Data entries

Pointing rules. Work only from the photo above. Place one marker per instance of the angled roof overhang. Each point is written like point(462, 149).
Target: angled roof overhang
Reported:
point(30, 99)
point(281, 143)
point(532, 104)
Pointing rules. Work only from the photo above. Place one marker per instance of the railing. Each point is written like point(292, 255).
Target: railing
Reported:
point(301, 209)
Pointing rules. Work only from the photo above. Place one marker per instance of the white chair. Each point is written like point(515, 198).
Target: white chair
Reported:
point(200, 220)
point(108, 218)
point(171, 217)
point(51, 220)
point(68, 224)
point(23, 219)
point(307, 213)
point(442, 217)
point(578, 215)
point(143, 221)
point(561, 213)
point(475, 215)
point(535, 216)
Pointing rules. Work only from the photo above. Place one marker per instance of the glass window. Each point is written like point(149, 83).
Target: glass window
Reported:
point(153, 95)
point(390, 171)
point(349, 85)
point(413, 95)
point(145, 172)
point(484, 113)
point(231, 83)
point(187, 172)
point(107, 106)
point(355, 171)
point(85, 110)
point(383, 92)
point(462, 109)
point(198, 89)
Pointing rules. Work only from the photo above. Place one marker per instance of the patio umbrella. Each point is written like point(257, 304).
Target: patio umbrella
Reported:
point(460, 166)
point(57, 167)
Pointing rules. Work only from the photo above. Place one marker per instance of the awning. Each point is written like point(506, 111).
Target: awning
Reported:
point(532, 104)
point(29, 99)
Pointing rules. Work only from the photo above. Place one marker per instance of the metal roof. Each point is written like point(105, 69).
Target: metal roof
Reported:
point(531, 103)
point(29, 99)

- **Your task**: Starting with the line that contains "like point(292, 255).", restate every line through the end of the records above, exactly and with no other lines.

- **Task solution**:
Pointing rules. Work only from the photo above. Place one marker per instance of the railing. Each point is written like point(292, 255).
Target: railing
Reported:
point(301, 209)
Pointing rules. Work only from the photo above. Place one marker per instance of the white chair. Each point is written like point(515, 198).
Target: white chair
Reported:
point(200, 220)
point(108, 218)
point(171, 217)
point(51, 220)
point(68, 224)
point(23, 219)
point(307, 213)
point(442, 217)
point(578, 215)
point(143, 221)
point(561, 213)
point(475, 215)
point(535, 216)
Pointing rules. Work only from the photo above. Place one marker per instance of the glass window. Each point is written like point(149, 83).
Target: glass window
Reported:
point(153, 95)
point(390, 171)
point(349, 85)
point(413, 95)
point(145, 172)
point(484, 113)
point(231, 83)
point(187, 172)
point(107, 106)
point(355, 171)
point(85, 110)
point(383, 92)
point(462, 109)
point(198, 89)
Pointing rules. Work only from the photo above. Place one marker per instance of the patio umbrella. Each point is written like point(257, 304).
Target: patio umbrella
Reported:
point(460, 166)
point(57, 167)
Pointing rules. Work only from the photo above. Place one marker per instance of the awning. Each point is written like point(506, 111).
Target: awning
Reported:
point(532, 104)
point(29, 99)
Pointing rules. Work only from the photo above. Place one marker per instance of the metal roof. Each point is written like point(105, 69).
Target: metal roof
Reported:
point(531, 103)
point(29, 99)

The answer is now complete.